Given request:
Copy out all of the records below, requests included, scaling every point coordinate in the answers by 1.65. Round each result to a whole number, with halves going up.

Record extracts:
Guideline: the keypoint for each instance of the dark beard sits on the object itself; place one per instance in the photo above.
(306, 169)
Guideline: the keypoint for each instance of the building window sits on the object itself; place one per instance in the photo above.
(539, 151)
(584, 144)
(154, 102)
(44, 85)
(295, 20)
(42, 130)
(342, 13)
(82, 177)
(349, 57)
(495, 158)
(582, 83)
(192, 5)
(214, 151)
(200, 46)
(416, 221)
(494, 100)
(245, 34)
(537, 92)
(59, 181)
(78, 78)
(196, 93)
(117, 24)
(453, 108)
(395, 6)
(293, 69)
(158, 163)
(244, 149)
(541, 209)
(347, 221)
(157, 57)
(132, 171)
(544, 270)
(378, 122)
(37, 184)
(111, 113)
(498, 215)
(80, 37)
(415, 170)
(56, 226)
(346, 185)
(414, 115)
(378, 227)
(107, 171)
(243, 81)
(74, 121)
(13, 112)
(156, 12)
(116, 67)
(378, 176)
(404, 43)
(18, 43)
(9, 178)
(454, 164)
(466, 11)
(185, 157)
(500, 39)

Output:
Guideline: the keypoint for each instance of the dark beard sits on the object itself; place one per instance in the photo above.
(505, 279)
Guideline: the keypoint for each instance of the building window sits on the object itself; place one per instance in the photo above.
(889, 249)
(964, 238)
(254, 168)
(73, 140)
(487, 33)
(69, 215)
(564, 21)
(135, 292)
(576, 94)
(817, 261)
(960, 137)
(317, 8)
(353, 249)
(330, 76)
(686, 365)
(815, 165)
(404, 56)
(886, 152)
(97, 299)
(129, 129)
(323, 153)
(193, 40)
(747, 178)
(652, 10)
(483, 114)
(261, 269)
(403, 246)
(893, 345)
(573, 365)
(259, 94)
(218, 282)
(898, 446)
(624, 201)
(61, 304)
(183, 186)
(822, 355)
(132, 61)
(685, 281)
(92, 373)
(571, 305)
(683, 190)
(624, 375)
(177, 282)
(401, 134)
(122, 200)
(21, 185)
(257, 20)
(191, 111)
(624, 290)
(667, 71)
(30, 71)
(15, 294)
(749, 271)
(769, 18)
(305, 259)
(825, 64)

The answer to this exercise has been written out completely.